Гюнтер и Трунгпа являют собой ту систему разделения‑связывания, которая обогащает как тибетскую традицию буддийской тантры, так и в повседневный мир Америки. Они мягко и свободно входят в то и другое направление и не делают никаких скидок мышлению, определяемому желаниями.
Майкл Х. Кон.
Тантра. Её происхождение и понятие.
Термин "тантра" со времени своего первого появления на Западе и вплоть до настоящего времени нередко понимался неверно. Этот термин вошёл в английский язык в 1799 году, когда тантрические работы были обнаружены миссионерами в Индии. Эти работы не были буддистскими трудами. В то время на Западе фактически едва ли было известно о существовании такого явления, как буддизм. Термин "тантра" был известен тогда лишь как заголовок этих работ, содержание которых совершенно отличалось от того, что люди ожидали увидеть в книгах по философии и религии. Миссионеров совершенно шокировало то, что другие люди имеют религиозные и философские идеи, так отличающиеся от их собственных. Для них слово тантра значило не более чем эти пространные трактаты. Однако поскольку в этих трактатах предмет рассмотрения был столь необычен с их точки зрения, термин стал приобретать совершенно особое значение, значение, которое не подтверждалось надлежащим изучением этих текстов. К сожалению, в этом случае, как и во многих подобных, раз уж неправильная концепция была создана, потребовались почти сверхчеловеческие усилия для того, чтобы вырвать с корнем все ложные идеи и лишние дополнительные значения, которые выросли вокруг этого, и возвратить верные. Я намерен попытаться рассказать вам, что значит термин "тантра" в настоящее время в специальном смысле…
Прежде всего следует различать тантру индусской традиции и тантру буддийской традиции. Обе – коренные традиции Индии, причём, долгое время они использовали один и тот же язык – санскрит. Но каждая традиция ставила условия особого использования этих терминов. То, что одна традиция понимала под определённым термином, не обязательно было тем же самым, что подразумевала под этим другая. При появлении исследователей буддизма на Западе, что произошло сравнительно недавно, первые исследователи полагали, что поскольку буддисты использовали те же самые санскритские термины, что и индуисты, они должны обозначать ими те же самые вещи. Это было первое из многих неправильно сделанных ими умозаключений.
++++
§ Задание 1
Пожалуйста, верните все строки из записей ниже, в которых встречается слово "arched". Регистр букв учитывается.

§ Записанные данные
++++
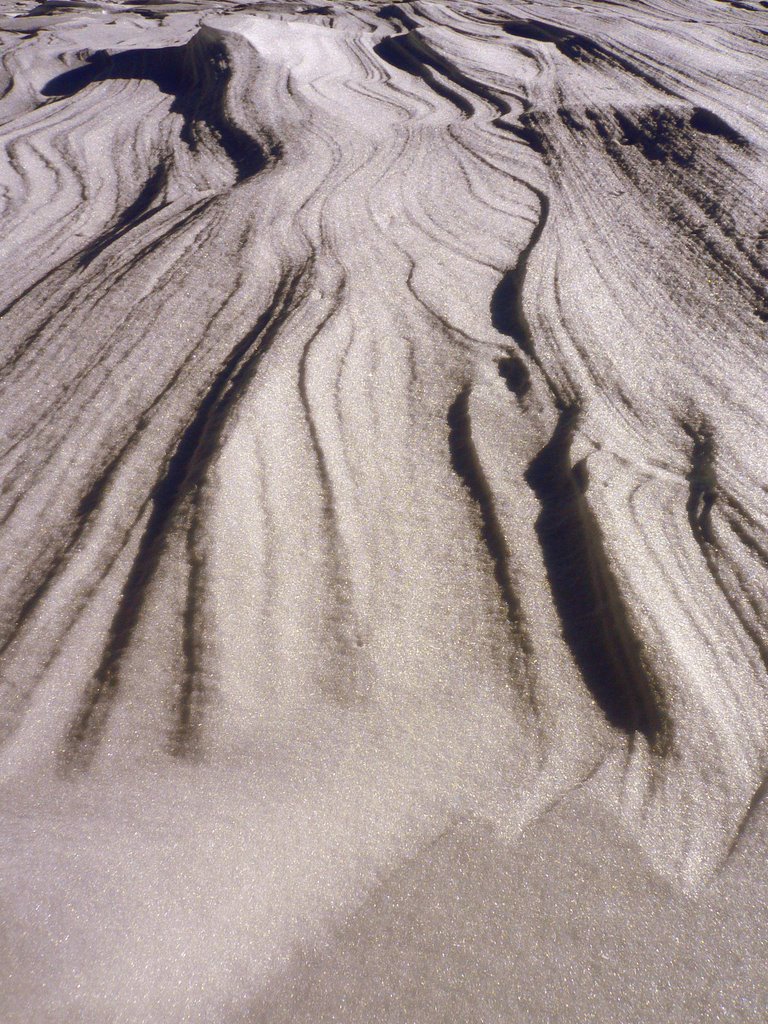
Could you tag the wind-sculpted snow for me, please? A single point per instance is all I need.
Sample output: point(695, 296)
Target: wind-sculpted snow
point(383, 615)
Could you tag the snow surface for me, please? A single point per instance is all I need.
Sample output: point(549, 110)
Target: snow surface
point(384, 454)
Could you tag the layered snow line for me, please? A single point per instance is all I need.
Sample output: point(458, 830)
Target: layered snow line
point(384, 510)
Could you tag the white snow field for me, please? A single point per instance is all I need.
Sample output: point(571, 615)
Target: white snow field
point(384, 504)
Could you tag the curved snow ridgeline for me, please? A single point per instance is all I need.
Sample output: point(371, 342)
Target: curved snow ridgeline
point(384, 454)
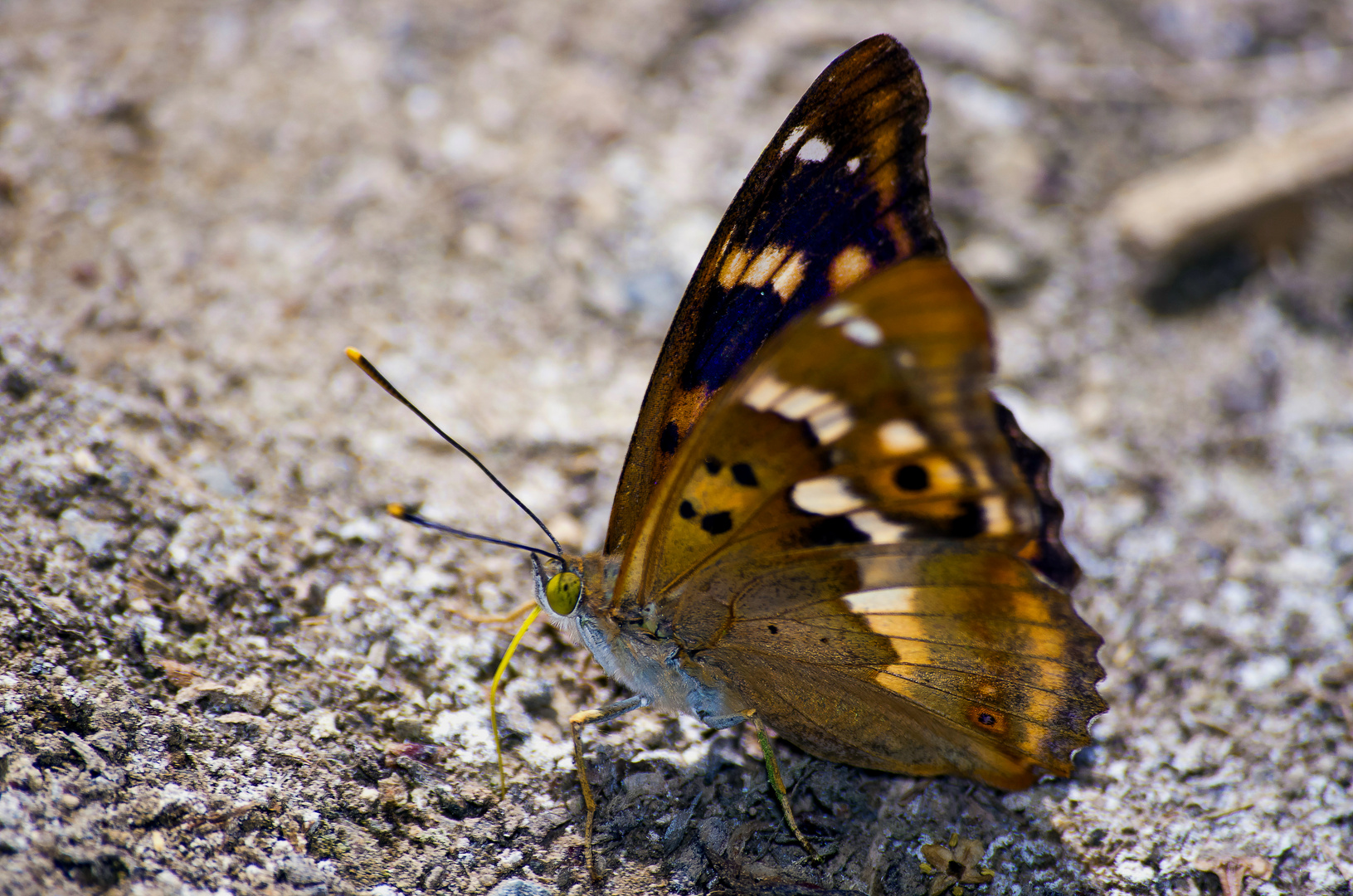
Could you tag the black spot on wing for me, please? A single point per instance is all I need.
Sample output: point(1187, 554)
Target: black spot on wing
point(718, 523)
point(870, 98)
point(969, 523)
point(913, 478)
point(670, 437)
point(743, 475)
point(834, 531)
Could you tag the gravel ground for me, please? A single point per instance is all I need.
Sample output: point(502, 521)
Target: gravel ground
point(214, 639)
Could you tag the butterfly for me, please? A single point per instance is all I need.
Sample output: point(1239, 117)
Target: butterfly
point(825, 524)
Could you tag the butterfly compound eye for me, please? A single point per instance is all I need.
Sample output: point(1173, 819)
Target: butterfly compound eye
point(563, 592)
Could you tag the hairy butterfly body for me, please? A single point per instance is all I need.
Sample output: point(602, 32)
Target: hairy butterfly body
point(825, 521)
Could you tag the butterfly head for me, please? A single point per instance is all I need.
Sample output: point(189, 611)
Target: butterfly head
point(561, 595)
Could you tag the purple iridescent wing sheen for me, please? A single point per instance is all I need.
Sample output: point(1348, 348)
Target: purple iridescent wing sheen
point(840, 192)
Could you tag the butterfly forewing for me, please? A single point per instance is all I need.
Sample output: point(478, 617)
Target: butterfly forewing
point(853, 505)
point(840, 192)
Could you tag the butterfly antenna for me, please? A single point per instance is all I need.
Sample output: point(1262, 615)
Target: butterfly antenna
point(370, 370)
point(401, 512)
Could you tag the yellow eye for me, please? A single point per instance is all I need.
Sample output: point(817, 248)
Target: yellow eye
point(563, 592)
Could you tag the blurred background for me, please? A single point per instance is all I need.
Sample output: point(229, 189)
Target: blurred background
point(499, 203)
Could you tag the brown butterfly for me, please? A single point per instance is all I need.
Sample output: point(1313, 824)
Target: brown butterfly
point(825, 524)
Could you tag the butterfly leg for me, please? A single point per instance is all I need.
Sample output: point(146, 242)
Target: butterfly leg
point(591, 718)
point(777, 784)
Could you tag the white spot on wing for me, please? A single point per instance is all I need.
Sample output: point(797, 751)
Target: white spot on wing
point(828, 417)
point(765, 392)
point(789, 276)
point(861, 329)
point(878, 529)
point(836, 313)
point(881, 600)
point(732, 268)
point(831, 422)
point(997, 520)
point(765, 264)
point(902, 437)
point(802, 401)
point(825, 495)
point(815, 150)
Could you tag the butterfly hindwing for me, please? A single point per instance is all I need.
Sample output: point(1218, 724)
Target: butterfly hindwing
point(840, 192)
point(854, 503)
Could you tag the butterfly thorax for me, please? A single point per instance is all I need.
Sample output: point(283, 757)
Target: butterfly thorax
point(639, 646)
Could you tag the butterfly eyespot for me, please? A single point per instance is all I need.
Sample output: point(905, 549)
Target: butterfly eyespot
point(563, 592)
point(718, 523)
point(815, 150)
point(913, 478)
point(988, 719)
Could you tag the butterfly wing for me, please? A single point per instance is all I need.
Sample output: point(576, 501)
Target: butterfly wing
point(849, 539)
point(840, 192)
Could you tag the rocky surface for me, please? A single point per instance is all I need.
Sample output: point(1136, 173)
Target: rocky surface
point(216, 640)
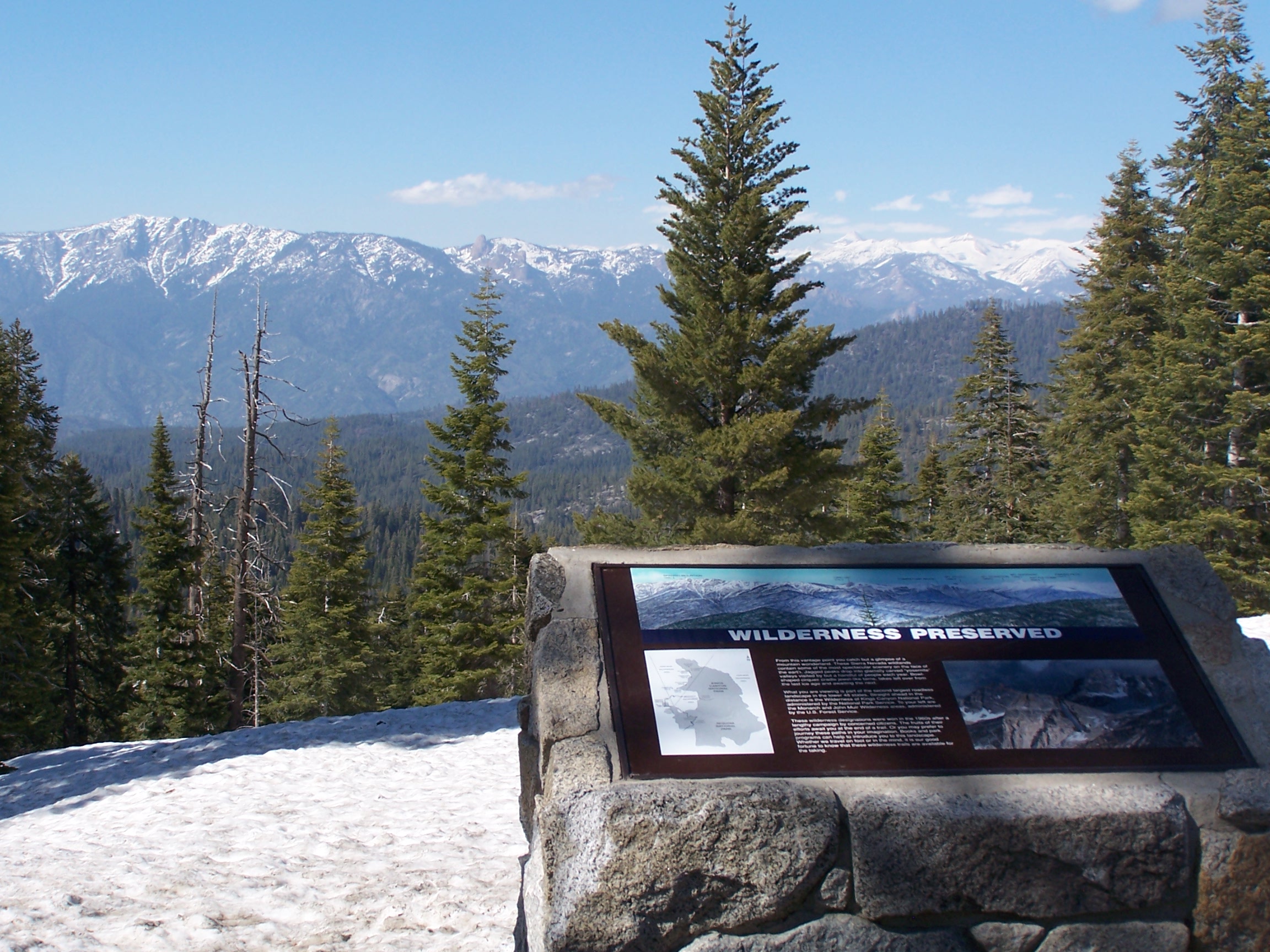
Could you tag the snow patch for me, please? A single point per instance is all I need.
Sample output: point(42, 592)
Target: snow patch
point(394, 830)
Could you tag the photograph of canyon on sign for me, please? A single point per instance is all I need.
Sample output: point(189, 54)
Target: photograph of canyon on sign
point(1086, 704)
point(663, 477)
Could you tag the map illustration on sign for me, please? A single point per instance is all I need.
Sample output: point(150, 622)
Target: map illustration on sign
point(707, 702)
point(1086, 704)
point(723, 598)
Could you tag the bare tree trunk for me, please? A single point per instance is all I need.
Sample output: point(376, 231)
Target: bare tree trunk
point(245, 526)
point(198, 486)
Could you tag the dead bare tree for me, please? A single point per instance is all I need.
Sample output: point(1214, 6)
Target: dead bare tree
point(254, 602)
point(198, 486)
point(245, 526)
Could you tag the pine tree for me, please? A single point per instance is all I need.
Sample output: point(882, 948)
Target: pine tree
point(462, 613)
point(1204, 419)
point(87, 606)
point(995, 458)
point(729, 443)
point(1097, 382)
point(172, 672)
point(323, 663)
point(876, 497)
point(28, 432)
point(929, 493)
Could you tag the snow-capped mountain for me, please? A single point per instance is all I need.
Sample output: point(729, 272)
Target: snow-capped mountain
point(891, 278)
point(121, 309)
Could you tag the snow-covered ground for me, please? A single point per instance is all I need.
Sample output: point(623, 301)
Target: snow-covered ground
point(393, 830)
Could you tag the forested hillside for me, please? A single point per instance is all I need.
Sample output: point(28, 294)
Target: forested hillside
point(574, 462)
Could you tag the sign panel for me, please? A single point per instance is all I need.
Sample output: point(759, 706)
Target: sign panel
point(837, 670)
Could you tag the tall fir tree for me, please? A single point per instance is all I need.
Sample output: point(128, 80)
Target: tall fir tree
point(929, 493)
point(172, 672)
point(323, 661)
point(876, 497)
point(1204, 418)
point(462, 611)
point(1091, 439)
point(995, 457)
point(87, 565)
point(729, 443)
point(28, 432)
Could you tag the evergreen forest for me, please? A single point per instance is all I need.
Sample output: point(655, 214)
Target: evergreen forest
point(181, 582)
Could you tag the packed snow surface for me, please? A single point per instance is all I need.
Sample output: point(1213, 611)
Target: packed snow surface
point(393, 830)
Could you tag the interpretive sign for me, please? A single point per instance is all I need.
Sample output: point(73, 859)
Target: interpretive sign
point(805, 670)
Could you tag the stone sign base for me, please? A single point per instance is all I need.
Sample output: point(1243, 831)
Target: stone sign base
point(1059, 862)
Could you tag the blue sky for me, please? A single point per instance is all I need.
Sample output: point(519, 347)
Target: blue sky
point(550, 121)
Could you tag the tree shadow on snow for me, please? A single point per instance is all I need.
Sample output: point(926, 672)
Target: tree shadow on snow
point(72, 777)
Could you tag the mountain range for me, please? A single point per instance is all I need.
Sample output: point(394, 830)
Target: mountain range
point(724, 603)
point(366, 323)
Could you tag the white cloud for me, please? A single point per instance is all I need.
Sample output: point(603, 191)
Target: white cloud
point(477, 188)
point(1075, 223)
point(1003, 196)
point(905, 203)
point(1166, 10)
point(1004, 202)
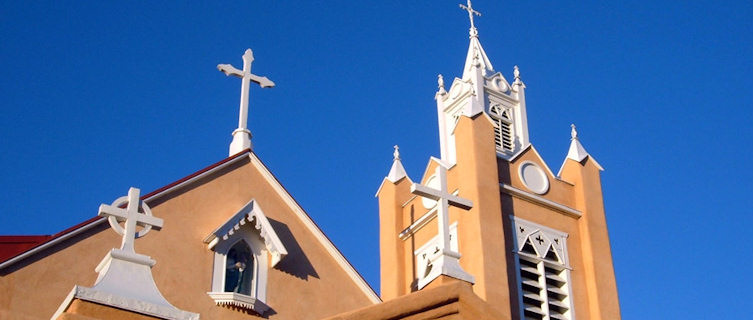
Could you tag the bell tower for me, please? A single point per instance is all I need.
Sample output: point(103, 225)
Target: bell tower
point(490, 213)
point(482, 90)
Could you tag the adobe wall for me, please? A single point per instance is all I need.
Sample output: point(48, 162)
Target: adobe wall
point(301, 286)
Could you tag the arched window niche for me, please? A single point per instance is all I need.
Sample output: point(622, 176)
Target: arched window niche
point(242, 249)
point(240, 267)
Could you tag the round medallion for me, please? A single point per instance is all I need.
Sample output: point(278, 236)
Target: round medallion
point(533, 177)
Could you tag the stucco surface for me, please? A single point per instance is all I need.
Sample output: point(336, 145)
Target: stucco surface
point(306, 279)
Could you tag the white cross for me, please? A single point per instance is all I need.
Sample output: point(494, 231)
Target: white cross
point(444, 201)
point(471, 12)
point(115, 214)
point(247, 76)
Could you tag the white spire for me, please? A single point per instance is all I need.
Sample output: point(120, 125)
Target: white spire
point(476, 57)
point(576, 152)
point(397, 171)
point(440, 85)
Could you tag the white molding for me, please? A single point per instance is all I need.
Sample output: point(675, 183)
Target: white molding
point(95, 223)
point(525, 195)
point(250, 212)
point(238, 300)
point(314, 229)
point(134, 305)
point(549, 234)
point(422, 221)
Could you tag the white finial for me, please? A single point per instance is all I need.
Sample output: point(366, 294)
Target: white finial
point(573, 132)
point(242, 136)
point(471, 12)
point(397, 171)
point(440, 84)
point(115, 214)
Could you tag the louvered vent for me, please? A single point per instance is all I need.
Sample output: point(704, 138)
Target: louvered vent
point(543, 272)
point(502, 128)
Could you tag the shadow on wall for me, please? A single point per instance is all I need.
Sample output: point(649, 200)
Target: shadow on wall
point(295, 263)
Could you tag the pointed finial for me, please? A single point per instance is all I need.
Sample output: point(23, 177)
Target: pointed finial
point(573, 132)
point(440, 84)
point(471, 12)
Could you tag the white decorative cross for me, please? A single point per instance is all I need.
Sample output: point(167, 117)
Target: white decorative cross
point(471, 12)
point(244, 139)
point(444, 201)
point(115, 214)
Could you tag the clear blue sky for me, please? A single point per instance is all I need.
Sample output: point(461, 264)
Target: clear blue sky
point(97, 97)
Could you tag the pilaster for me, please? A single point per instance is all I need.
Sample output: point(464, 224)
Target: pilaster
point(480, 231)
point(597, 255)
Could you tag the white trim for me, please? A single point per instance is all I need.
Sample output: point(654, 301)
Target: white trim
point(542, 262)
point(238, 300)
point(97, 222)
point(396, 182)
point(250, 212)
point(326, 243)
point(421, 222)
point(314, 229)
point(115, 301)
point(525, 195)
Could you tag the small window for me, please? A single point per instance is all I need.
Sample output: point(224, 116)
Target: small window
point(503, 133)
point(239, 266)
point(242, 246)
point(543, 272)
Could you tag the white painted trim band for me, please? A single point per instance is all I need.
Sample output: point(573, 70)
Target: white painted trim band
point(525, 195)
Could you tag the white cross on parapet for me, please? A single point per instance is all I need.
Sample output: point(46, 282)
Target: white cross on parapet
point(130, 214)
point(242, 136)
point(445, 261)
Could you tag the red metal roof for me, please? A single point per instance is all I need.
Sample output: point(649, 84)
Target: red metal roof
point(12, 246)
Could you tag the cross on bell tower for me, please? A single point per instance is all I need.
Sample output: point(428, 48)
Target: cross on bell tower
point(471, 12)
point(444, 259)
point(242, 136)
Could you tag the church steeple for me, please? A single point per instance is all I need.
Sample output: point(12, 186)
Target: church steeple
point(483, 90)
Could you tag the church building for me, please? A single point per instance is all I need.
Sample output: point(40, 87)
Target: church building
point(487, 231)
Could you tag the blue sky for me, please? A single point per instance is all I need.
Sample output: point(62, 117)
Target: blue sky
point(98, 97)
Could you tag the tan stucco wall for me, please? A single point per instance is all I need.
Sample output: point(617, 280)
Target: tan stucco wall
point(301, 286)
point(486, 238)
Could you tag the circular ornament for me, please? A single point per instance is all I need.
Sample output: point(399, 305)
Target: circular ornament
point(115, 224)
point(533, 177)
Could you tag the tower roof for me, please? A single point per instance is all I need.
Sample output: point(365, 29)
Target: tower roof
point(476, 57)
point(397, 171)
point(577, 152)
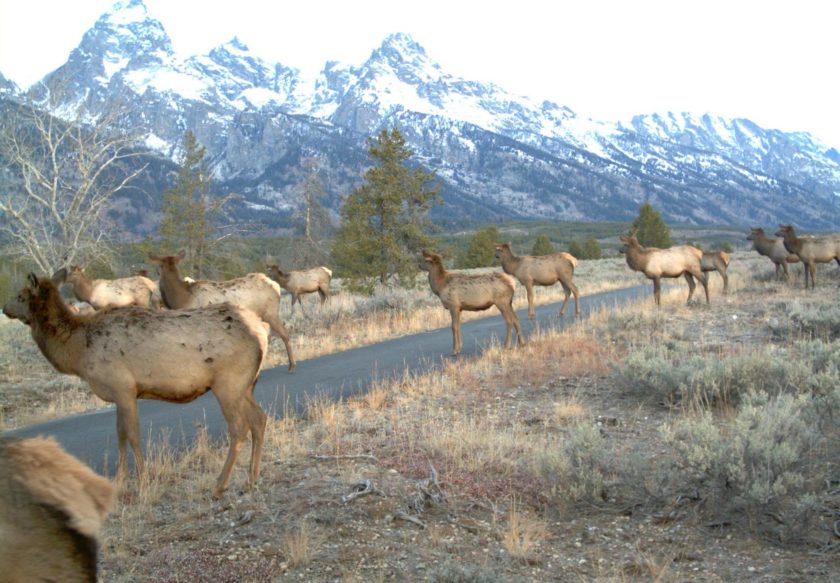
++++
§ Задание 2
Приведите заново отрывок о тантре от "Гюнтер и Трунгпа" до "происхождение и понятие.", заменив в нем "Америки" на "Европы".

§ Результат 1
Could you tag the arched window niche for me, please? A single point per instance is all I need.
Target: arched window niche

§ Результат 2
Гюнтер и Трунгпа являют собой ту систему разделения‑связывания, которая обогащает как тибетскую традицию буддийской тантры, так и в повседневный мир Европы. Они мягко и свободно входят в то и другое направление и не делают никаких скидок мышлению, определяемому желаниями.
Майкл Х. Кон.
Тантра. Её происхождение и понятие.